The central bank met earlier in June, and Chairman Jerome Powell said data had not given the Federal Open Market Committee (FOMC) enough confidence to begin rate cuts.

"As labor market tightness has eased and inflation has declined over the past year, the risks of reaching unemployment and inflation goals have moved towards better balance," Powell said. "Our economy has made considerable progress towards both goals of maintaining maximum employment and stable prices," he added. However, Powell and co remained cautious about potential rate cuts, with market participants now hoping for just one 25 basis points (bps) cut this year.

With that in mind, a strong ADP survey and a subsequent strong NFP report will further delay the odds of a rate cut. A hawkish outcome should then give additional impetus to the USD Index.

When will the ADP Report be released, and how could it affect the USD Index?

ADP will release the Employment Change report on Wednesday, July 3. As previously said, it is expected to reveal that the private sector added 160K new positions in June. Generally speaking, a better-than-anticipated report should underpin the USD Index, while a disappointing reading will pressure it. 

The US will release the Challenger Job Cuts report ahead of the ADP survey, published by Challenger, Grey & Christmas monthly. The report provides information on the number of announced corporate layoffs by industry and region. In May, US-based employers announced 63,816 job cuts, a 1.5% decline from the previous month and down 20% from 80,089 cuts announced in May 2023. The figure is unlikely to directly affect the USD index but will add to the impact of the ADP report.

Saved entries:
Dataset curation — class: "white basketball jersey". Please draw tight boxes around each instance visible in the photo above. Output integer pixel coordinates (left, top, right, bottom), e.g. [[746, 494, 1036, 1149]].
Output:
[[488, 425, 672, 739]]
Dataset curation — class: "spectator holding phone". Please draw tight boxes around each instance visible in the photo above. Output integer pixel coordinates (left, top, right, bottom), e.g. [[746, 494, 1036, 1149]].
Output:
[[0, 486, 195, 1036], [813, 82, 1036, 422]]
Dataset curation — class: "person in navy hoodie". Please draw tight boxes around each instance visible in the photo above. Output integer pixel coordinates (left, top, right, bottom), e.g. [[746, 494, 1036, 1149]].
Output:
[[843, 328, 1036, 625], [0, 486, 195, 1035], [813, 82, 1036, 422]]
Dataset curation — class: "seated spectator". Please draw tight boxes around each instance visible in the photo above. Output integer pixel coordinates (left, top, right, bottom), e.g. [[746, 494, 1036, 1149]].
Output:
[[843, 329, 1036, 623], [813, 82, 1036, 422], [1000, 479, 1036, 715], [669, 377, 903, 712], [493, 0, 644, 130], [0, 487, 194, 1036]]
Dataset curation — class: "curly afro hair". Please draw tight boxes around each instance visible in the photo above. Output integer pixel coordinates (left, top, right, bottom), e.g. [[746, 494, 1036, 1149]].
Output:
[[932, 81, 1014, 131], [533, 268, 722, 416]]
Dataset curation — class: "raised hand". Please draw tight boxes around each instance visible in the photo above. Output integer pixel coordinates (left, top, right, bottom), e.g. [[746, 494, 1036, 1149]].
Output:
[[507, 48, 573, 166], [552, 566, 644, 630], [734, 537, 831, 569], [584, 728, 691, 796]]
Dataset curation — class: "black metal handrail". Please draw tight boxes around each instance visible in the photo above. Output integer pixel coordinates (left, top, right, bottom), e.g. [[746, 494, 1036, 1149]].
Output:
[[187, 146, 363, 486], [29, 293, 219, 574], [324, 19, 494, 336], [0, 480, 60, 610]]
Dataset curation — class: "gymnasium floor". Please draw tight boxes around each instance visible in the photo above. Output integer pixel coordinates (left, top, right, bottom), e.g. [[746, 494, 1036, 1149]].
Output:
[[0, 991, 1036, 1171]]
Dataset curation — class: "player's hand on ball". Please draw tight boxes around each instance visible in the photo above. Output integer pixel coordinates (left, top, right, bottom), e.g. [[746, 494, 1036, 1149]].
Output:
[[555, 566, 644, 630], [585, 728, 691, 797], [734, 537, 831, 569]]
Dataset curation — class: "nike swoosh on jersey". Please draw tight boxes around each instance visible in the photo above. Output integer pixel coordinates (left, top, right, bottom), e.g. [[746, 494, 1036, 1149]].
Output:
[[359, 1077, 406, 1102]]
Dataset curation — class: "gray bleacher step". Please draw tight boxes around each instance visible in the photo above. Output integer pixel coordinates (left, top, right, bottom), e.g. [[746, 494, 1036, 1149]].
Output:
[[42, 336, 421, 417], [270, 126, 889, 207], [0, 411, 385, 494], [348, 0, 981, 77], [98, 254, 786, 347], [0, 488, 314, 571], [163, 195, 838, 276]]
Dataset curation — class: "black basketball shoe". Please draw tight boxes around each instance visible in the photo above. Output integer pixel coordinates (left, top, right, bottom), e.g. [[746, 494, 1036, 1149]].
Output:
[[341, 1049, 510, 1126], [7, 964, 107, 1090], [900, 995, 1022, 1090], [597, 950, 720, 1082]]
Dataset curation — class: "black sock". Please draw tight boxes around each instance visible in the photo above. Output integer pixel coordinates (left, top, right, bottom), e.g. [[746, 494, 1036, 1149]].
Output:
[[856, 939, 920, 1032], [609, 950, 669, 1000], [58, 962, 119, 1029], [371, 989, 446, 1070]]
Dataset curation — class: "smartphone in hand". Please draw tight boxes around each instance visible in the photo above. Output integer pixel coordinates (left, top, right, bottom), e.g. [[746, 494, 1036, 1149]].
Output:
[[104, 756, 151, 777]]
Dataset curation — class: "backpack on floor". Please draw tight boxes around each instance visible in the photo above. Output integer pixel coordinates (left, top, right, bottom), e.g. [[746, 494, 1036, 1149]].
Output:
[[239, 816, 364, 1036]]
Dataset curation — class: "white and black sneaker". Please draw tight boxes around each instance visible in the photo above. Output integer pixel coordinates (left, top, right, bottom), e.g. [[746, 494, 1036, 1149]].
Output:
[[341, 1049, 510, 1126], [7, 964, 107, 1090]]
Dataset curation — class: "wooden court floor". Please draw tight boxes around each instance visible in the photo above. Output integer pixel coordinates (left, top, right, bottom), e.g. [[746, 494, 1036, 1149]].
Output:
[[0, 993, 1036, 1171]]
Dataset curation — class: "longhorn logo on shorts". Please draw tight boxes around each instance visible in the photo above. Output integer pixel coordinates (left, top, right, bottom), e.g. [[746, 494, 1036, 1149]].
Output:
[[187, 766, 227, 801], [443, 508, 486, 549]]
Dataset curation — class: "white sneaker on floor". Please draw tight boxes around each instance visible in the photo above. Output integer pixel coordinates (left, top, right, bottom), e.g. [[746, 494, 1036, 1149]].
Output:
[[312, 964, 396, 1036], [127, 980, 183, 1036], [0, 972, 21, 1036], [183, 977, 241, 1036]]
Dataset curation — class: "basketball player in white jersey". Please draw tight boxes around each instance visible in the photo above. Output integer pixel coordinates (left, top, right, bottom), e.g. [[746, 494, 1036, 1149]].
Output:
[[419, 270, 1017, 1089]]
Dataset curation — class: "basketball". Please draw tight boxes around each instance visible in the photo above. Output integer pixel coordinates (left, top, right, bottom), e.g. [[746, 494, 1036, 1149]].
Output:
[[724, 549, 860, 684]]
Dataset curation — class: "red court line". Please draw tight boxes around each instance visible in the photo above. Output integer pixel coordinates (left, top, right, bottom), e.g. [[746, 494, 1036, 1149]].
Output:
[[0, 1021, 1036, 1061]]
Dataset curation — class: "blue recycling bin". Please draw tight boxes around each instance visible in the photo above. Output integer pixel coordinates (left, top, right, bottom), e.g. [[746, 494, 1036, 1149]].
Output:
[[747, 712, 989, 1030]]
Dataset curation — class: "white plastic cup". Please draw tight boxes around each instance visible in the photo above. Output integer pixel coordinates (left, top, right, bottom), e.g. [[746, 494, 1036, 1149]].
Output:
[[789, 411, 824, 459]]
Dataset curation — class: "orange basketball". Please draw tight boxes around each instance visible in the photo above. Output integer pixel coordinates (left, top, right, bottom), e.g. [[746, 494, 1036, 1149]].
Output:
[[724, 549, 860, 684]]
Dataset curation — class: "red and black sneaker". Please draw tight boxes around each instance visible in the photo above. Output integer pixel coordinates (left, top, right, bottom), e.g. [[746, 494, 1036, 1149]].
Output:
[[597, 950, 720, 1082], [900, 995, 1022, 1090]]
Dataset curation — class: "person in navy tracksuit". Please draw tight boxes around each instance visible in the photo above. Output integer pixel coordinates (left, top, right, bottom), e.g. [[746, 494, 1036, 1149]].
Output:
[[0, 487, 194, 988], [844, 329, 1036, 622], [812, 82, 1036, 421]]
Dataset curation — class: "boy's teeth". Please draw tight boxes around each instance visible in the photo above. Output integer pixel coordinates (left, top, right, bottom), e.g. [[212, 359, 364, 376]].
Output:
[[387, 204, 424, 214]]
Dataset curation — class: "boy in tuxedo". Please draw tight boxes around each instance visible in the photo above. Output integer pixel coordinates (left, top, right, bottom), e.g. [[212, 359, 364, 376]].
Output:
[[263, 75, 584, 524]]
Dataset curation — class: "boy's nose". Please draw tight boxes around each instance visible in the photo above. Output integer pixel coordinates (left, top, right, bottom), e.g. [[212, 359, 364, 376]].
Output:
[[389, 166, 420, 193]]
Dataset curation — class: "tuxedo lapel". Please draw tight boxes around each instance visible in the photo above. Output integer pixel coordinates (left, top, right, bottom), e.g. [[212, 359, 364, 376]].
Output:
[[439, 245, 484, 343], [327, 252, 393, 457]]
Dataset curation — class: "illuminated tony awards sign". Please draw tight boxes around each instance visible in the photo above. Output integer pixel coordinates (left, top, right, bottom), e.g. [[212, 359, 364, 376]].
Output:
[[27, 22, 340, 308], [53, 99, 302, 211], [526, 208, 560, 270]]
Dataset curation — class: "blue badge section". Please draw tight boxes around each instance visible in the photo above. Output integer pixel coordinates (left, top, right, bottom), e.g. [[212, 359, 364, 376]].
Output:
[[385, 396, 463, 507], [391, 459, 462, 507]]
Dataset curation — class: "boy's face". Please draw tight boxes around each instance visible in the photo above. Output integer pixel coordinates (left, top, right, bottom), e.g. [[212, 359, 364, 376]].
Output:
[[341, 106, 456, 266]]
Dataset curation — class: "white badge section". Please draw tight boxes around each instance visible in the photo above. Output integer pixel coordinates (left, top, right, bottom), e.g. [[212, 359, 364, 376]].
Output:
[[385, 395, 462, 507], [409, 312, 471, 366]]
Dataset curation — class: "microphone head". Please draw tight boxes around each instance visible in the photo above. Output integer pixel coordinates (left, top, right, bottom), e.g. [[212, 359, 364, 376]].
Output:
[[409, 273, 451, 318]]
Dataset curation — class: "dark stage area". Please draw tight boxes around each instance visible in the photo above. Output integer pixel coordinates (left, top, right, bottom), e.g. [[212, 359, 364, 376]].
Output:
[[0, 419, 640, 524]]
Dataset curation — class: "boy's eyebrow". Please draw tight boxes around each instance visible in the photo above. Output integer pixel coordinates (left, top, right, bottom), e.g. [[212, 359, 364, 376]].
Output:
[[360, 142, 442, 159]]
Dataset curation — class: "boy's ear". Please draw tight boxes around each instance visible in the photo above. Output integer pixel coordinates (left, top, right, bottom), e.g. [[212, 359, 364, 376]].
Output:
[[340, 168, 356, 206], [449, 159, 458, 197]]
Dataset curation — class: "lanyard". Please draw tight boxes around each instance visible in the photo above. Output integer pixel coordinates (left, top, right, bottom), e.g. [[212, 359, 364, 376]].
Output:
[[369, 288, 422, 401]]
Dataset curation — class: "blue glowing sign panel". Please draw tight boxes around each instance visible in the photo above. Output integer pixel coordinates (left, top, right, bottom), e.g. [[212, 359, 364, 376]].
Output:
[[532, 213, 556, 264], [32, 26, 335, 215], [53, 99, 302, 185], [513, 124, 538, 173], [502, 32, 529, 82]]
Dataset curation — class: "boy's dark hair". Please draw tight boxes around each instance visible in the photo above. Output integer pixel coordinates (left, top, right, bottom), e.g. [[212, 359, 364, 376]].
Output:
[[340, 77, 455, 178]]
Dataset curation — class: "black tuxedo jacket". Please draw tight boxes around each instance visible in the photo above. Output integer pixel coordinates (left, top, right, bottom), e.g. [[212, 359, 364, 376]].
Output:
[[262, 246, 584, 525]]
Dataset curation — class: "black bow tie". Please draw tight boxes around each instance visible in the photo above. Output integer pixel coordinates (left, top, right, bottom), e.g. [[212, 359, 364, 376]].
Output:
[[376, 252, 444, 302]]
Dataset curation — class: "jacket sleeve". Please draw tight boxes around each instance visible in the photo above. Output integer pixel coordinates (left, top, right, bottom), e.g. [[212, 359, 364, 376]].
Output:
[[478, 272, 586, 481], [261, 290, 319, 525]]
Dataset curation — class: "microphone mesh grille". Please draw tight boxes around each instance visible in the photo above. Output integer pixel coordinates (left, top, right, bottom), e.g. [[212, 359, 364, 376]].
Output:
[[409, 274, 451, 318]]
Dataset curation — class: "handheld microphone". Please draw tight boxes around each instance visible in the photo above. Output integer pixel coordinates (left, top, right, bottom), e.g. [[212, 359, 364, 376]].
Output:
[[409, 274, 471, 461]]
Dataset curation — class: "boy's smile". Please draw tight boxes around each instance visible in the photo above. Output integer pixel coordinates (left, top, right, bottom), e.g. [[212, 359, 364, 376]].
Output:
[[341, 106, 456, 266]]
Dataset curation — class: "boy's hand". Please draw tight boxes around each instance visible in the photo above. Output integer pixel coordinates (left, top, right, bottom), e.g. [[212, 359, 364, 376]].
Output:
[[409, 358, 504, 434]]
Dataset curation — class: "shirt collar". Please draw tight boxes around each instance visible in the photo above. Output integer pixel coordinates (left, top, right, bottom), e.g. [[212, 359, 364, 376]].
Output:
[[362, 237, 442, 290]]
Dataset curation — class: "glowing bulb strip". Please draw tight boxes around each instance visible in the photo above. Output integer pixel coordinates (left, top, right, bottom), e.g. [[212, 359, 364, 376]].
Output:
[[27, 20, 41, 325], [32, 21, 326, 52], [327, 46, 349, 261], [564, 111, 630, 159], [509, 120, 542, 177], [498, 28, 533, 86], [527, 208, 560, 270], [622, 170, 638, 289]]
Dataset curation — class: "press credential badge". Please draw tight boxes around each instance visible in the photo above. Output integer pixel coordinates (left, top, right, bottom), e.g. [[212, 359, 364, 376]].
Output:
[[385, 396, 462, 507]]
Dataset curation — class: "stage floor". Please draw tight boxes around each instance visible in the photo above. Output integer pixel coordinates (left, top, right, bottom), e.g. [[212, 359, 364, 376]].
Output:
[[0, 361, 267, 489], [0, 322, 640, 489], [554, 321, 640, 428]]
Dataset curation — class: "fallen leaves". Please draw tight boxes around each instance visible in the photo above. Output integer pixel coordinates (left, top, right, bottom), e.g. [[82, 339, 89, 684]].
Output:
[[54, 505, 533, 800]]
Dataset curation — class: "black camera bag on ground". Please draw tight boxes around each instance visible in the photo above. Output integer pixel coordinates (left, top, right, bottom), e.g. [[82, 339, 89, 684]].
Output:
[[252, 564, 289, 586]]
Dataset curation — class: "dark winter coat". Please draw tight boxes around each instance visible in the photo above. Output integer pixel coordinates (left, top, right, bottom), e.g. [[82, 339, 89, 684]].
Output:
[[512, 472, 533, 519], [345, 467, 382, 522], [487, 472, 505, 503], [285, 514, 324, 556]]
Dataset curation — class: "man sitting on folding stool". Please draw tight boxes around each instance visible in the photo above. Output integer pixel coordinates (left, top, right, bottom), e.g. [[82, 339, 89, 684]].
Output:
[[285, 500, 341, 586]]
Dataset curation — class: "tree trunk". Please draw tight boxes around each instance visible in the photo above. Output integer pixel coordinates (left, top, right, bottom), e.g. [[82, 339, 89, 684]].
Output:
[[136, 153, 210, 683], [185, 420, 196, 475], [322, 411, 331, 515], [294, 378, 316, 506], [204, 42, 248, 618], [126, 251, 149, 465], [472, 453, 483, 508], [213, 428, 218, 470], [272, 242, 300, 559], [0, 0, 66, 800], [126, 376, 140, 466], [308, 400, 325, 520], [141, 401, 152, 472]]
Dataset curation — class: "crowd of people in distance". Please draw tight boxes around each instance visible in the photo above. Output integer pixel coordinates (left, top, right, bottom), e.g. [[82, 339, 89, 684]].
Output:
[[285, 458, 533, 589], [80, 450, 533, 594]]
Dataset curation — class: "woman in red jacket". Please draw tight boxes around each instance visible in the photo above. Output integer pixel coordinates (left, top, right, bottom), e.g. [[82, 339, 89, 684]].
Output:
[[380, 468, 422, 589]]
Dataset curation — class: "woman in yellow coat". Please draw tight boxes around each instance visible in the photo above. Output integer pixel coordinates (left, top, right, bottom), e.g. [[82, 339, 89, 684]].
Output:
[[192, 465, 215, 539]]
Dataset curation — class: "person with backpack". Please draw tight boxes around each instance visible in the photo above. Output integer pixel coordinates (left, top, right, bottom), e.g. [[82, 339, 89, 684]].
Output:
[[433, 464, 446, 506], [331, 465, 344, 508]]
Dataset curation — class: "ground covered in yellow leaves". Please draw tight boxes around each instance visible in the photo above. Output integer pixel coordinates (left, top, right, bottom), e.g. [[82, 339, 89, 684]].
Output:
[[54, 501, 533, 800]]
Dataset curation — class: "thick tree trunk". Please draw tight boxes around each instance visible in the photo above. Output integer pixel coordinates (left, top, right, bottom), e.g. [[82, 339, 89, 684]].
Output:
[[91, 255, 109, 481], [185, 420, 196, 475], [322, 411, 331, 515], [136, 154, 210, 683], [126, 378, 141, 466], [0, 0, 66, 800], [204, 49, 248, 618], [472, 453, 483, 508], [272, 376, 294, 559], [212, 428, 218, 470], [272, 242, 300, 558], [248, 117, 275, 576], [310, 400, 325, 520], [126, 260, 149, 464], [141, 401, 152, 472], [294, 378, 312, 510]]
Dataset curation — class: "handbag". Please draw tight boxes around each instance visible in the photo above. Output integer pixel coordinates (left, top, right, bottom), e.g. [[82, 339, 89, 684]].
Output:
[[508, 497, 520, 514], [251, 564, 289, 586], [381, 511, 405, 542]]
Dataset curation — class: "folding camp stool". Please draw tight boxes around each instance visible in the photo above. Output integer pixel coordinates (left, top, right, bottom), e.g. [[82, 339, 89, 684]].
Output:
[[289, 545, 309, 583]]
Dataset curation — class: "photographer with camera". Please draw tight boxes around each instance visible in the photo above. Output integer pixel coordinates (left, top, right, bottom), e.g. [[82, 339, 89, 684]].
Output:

◆ Assignment
Continue the text on the ADP employment report and the USD Index from its last sentence. The listing above was taken from a separate source.

◆ Result of the exercise
Valeria Bednarik, Chief Analyst at FXStreet, takes a technical look at charts and says: “The USD Index hovers around 106.00, trading near its June monthly high at 106.13. According to the daily chart, the Index is poised to extend its advance, given the positive momentum of technical indicators, advancing within positive levels. Furthermore, the USD Index trades above all its moving averages, with the 20 Simple Moving Average (SMA) gaining upward traction above the longer ones. The next relevant level to watch is 106.49, the high posted on May 1 in the Fed’s monetary policy decision aftermath. The bullish case will be supported by a better-than-anticipated report.”

Bednarik adds: “Should the ADP figure disappoint, the USD Index may enter a corrective decline, as a sustained decline remains out of the picture for now. A strong support level comes at 105.40, followed by the 105.10 price zone.”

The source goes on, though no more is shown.